Problem description:
Except for the pictures, write out all the records that follow exactly.

Data for the task:
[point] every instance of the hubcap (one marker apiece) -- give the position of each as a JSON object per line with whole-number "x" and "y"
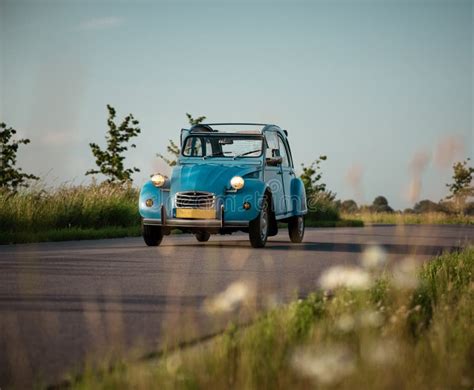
{"x": 300, "y": 226}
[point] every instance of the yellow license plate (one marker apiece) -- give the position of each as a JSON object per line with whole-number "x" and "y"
{"x": 195, "y": 213}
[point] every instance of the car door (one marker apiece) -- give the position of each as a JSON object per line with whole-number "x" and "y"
{"x": 287, "y": 171}
{"x": 273, "y": 174}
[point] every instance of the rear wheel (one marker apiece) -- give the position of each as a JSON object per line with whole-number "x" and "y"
{"x": 296, "y": 229}
{"x": 258, "y": 228}
{"x": 152, "y": 235}
{"x": 202, "y": 236}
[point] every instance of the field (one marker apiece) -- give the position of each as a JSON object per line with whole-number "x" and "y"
{"x": 405, "y": 328}
{"x": 89, "y": 212}
{"x": 412, "y": 218}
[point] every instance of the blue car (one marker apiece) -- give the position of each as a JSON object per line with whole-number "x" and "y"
{"x": 227, "y": 181}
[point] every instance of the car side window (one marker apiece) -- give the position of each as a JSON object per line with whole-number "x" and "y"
{"x": 283, "y": 153}
{"x": 272, "y": 144}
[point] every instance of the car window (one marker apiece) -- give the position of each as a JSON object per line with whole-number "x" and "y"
{"x": 193, "y": 147}
{"x": 228, "y": 146}
{"x": 284, "y": 153}
{"x": 272, "y": 144}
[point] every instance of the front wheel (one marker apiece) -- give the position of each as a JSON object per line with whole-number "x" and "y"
{"x": 152, "y": 235}
{"x": 202, "y": 236}
{"x": 258, "y": 228}
{"x": 296, "y": 229}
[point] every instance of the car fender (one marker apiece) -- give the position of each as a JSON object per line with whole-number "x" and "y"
{"x": 298, "y": 197}
{"x": 252, "y": 193}
{"x": 159, "y": 197}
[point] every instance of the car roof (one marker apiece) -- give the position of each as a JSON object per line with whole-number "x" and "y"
{"x": 211, "y": 127}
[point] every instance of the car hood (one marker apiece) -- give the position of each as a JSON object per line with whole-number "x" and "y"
{"x": 211, "y": 177}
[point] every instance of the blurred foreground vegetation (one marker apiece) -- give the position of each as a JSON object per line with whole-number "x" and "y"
{"x": 407, "y": 328}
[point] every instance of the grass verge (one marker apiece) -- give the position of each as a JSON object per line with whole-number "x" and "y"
{"x": 403, "y": 329}
{"x": 336, "y": 223}
{"x": 413, "y": 219}
{"x": 69, "y": 234}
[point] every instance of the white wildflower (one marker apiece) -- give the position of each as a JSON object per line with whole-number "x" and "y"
{"x": 326, "y": 366}
{"x": 405, "y": 274}
{"x": 374, "y": 257}
{"x": 342, "y": 276}
{"x": 228, "y": 300}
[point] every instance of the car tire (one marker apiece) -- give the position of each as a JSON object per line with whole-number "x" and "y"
{"x": 258, "y": 228}
{"x": 152, "y": 235}
{"x": 202, "y": 236}
{"x": 296, "y": 229}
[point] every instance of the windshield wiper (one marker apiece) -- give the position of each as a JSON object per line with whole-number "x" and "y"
{"x": 219, "y": 154}
{"x": 245, "y": 153}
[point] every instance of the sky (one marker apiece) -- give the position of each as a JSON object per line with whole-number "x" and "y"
{"x": 383, "y": 88}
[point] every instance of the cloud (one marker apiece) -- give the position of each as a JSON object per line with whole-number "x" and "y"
{"x": 354, "y": 178}
{"x": 448, "y": 150}
{"x": 103, "y": 23}
{"x": 418, "y": 165}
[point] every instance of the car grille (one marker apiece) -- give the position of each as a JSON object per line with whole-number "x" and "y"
{"x": 195, "y": 200}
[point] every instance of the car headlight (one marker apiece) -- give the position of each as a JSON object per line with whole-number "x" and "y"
{"x": 237, "y": 182}
{"x": 158, "y": 180}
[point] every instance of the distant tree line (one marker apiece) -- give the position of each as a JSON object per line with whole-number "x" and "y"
{"x": 110, "y": 161}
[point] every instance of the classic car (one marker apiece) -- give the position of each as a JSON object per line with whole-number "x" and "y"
{"x": 227, "y": 181}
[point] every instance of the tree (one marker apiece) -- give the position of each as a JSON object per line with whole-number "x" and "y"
{"x": 428, "y": 206}
{"x": 11, "y": 177}
{"x": 461, "y": 188}
{"x": 380, "y": 205}
{"x": 110, "y": 162}
{"x": 173, "y": 148}
{"x": 311, "y": 177}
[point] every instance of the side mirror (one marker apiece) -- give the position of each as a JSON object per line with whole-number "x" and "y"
{"x": 274, "y": 161}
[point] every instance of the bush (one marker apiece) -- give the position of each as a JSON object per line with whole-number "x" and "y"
{"x": 322, "y": 207}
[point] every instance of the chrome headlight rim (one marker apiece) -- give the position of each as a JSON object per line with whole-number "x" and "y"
{"x": 237, "y": 182}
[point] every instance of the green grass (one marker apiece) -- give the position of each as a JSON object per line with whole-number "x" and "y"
{"x": 412, "y": 218}
{"x": 403, "y": 330}
{"x": 87, "y": 212}
{"x": 69, "y": 234}
{"x": 334, "y": 223}
{"x": 69, "y": 213}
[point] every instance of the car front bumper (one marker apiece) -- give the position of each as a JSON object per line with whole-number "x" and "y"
{"x": 196, "y": 223}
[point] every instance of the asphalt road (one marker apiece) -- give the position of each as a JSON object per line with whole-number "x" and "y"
{"x": 65, "y": 303}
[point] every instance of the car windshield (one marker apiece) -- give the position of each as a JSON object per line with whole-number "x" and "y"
{"x": 230, "y": 146}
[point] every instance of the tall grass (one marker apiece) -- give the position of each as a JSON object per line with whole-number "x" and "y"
{"x": 82, "y": 207}
{"x": 400, "y": 331}
{"x": 436, "y": 218}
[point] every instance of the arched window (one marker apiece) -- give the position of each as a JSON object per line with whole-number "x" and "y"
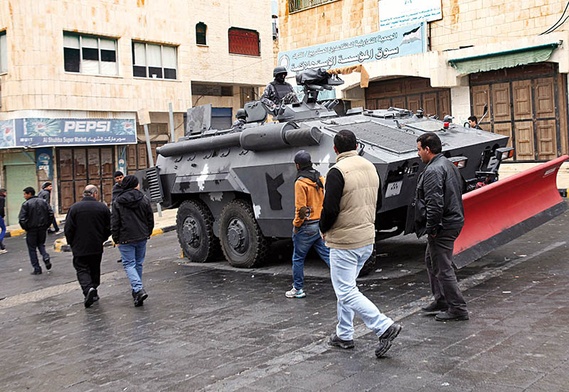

The completed task:
[point] every instance of the hubcap (one marker apiece) -- give the position of each as a JSON object per line with whole-number "x" and "y"
{"x": 300, "y": 226}
[point] every instance of the yellow license plate (one marker apiece) -- give the position of each as a JSON object per line with whole-number "x" and "y"
{"x": 195, "y": 213}
[point] every instance of the car door (one marker apiece) -- give the position of each as a JSON object per line with whole-number "x" and "y"
{"x": 287, "y": 171}
{"x": 273, "y": 174}
[point] every instance of the rear wheel (one marker apiece) -- give the position of each as a JSON object per line with whole-number "x" and "y"
{"x": 296, "y": 229}
{"x": 258, "y": 228}
{"x": 152, "y": 235}
{"x": 202, "y": 236}
[point] every instance of the field (one marker apiece) -- give the position of each as a JSON object per line with whole-number "x" and "y"
{"x": 405, "y": 328}
{"x": 89, "y": 212}
{"x": 412, "y": 218}
[point] every instance of the blue car (one marker apiece) -- give the position of each as a JSON object per line with whole-number "x" and "y"
{"x": 227, "y": 181}
[point] every instance of the car side window (one marker apiece) -- give the position of each as a JSON object per line with whole-number "x" and "y"
{"x": 283, "y": 153}
{"x": 272, "y": 144}
[point] every instance of the car window (one marker apiece) -- give the position of each as a JSON object per line with whole-number "x" and "y"
{"x": 193, "y": 147}
{"x": 228, "y": 146}
{"x": 284, "y": 153}
{"x": 272, "y": 144}
[point] every instance of the front wheel (one marker apiece) -- give the position of each as a JSON object per line with whole-number "x" and "y"
{"x": 152, "y": 235}
{"x": 202, "y": 236}
{"x": 258, "y": 228}
{"x": 296, "y": 229}
[point] every instance of the car fender (one marker apiece) -- give the position of each as a JSON object per line with whole-number "x" and "y"
{"x": 298, "y": 197}
{"x": 252, "y": 193}
{"x": 159, "y": 197}
[point] every instance of the car roof (one marker apiece) -- give the position of each as a JSON object per line with whole-number "x" and "y"
{"x": 211, "y": 127}
[point] every instance of the car hood (one marker apiece) -- give the position of each as a JSON object per line with whole-number "x" and "y"
{"x": 211, "y": 177}
[point] every instance of the blurred foreground vegetation (one marker apiece) -- give the position of each as a JSON object per line with whole-number "x" and "y"
{"x": 407, "y": 328}
[point] every instance of the grass verge (one marker apiece) -- give the position of each as a JSON object per line with whole-number "x" and "y"
{"x": 403, "y": 329}
{"x": 336, "y": 223}
{"x": 413, "y": 219}
{"x": 69, "y": 234}
[point] every instance of the white wildflower (one marker apiece) -- give the position of each as a JSON object per line with whole-number "x" and "y"
{"x": 326, "y": 366}
{"x": 405, "y": 274}
{"x": 374, "y": 257}
{"x": 342, "y": 276}
{"x": 228, "y": 300}
[point] every instance of the car tire (one marker apiece) -- give the position of each as a JSON object per line with whole-number "x" and "y"
{"x": 258, "y": 228}
{"x": 152, "y": 235}
{"x": 202, "y": 236}
{"x": 296, "y": 229}
[point] every instance of the windshield wiper (one marker apiece) -- give the position of each as a JSON object per line with whole-number "x" and "y"
{"x": 219, "y": 154}
{"x": 245, "y": 153}
[point] every instance of the sky (one marker apiece) -- give the position of each as a JSON object per line with whole-number "x" and "y"
{"x": 383, "y": 88}
[point] every instance of the cloud (one marker apiece) -- give the position of each as a JSON object per line with whole-number "x" and "y"
{"x": 354, "y": 178}
{"x": 448, "y": 150}
{"x": 103, "y": 23}
{"x": 418, "y": 165}
[point] every instance of the car grille (one marker apiece) -- give the position of each as a JSON object per line with whole-number "x" and "y"
{"x": 195, "y": 200}
[point] every instance of the car headlight (one marker apiece) -- give the position of each as a JSON object per line with whole-number "x" and "y"
{"x": 237, "y": 182}
{"x": 158, "y": 180}
[point] every instance of the distant tree line (one marker apiece) -- give the position of each as a JSON object per line with whole-number "x" and "y"
{"x": 110, "y": 161}
[point] every instance of the classic car (one marker apiece) -- give the position of each as a JSON object per line with whole-number "x" and "y"
{"x": 227, "y": 181}
[point] every instance of the tree (one marker apiece) -- give the position of each as a JSON object per line with whole-number "x" and "y"
{"x": 428, "y": 206}
{"x": 11, "y": 177}
{"x": 461, "y": 188}
{"x": 380, "y": 205}
{"x": 110, "y": 162}
{"x": 173, "y": 148}
{"x": 311, "y": 177}
[point] every instance of the side mirror (one marker apiece) -- give the position of each as a JSON object per line with whole-number "x" and "y"
{"x": 274, "y": 161}
[point] every instance of the bush (one marker apiece) -- give the position of each as a JSON object per line with whole-number "x" and "y"
{"x": 322, "y": 207}
[point] every instance of the chrome headlight rim (one marker apiece) -- give the position of each as a JSON object per line with whole-number "x" and "y"
{"x": 237, "y": 182}
[point] every instance of the green grass (one marker apiece) -- give the position of each as a JSON object per line with whole-number "x" and "y"
{"x": 412, "y": 218}
{"x": 403, "y": 330}
{"x": 87, "y": 212}
{"x": 69, "y": 234}
{"x": 334, "y": 223}
{"x": 69, "y": 213}
[point] every instance of the car front bumper (one marker apiece) -- give the position of each as a JSON object per line with whole-number "x" and "y"
{"x": 196, "y": 223}
[point] every instance of the asphalt road (one marker apiece) -- give the position of each as a JSON object per line with whole-number "x" and "y"
{"x": 65, "y": 303}
[point] every instance of the car windshield (one marker apiece) -- give the position of each as a JSON object per line with whole-number "x" and "y"
{"x": 230, "y": 146}
[point] every instance of the tall grass (one marker apiece) -- give the position of each as a JSON object per line with whole-number "x" and "y"
{"x": 82, "y": 207}
{"x": 400, "y": 331}
{"x": 436, "y": 218}
[point] every instance of the arched window (one marker apiece) -- give the position of each as a JSON object per line with whole-number "x" and "y"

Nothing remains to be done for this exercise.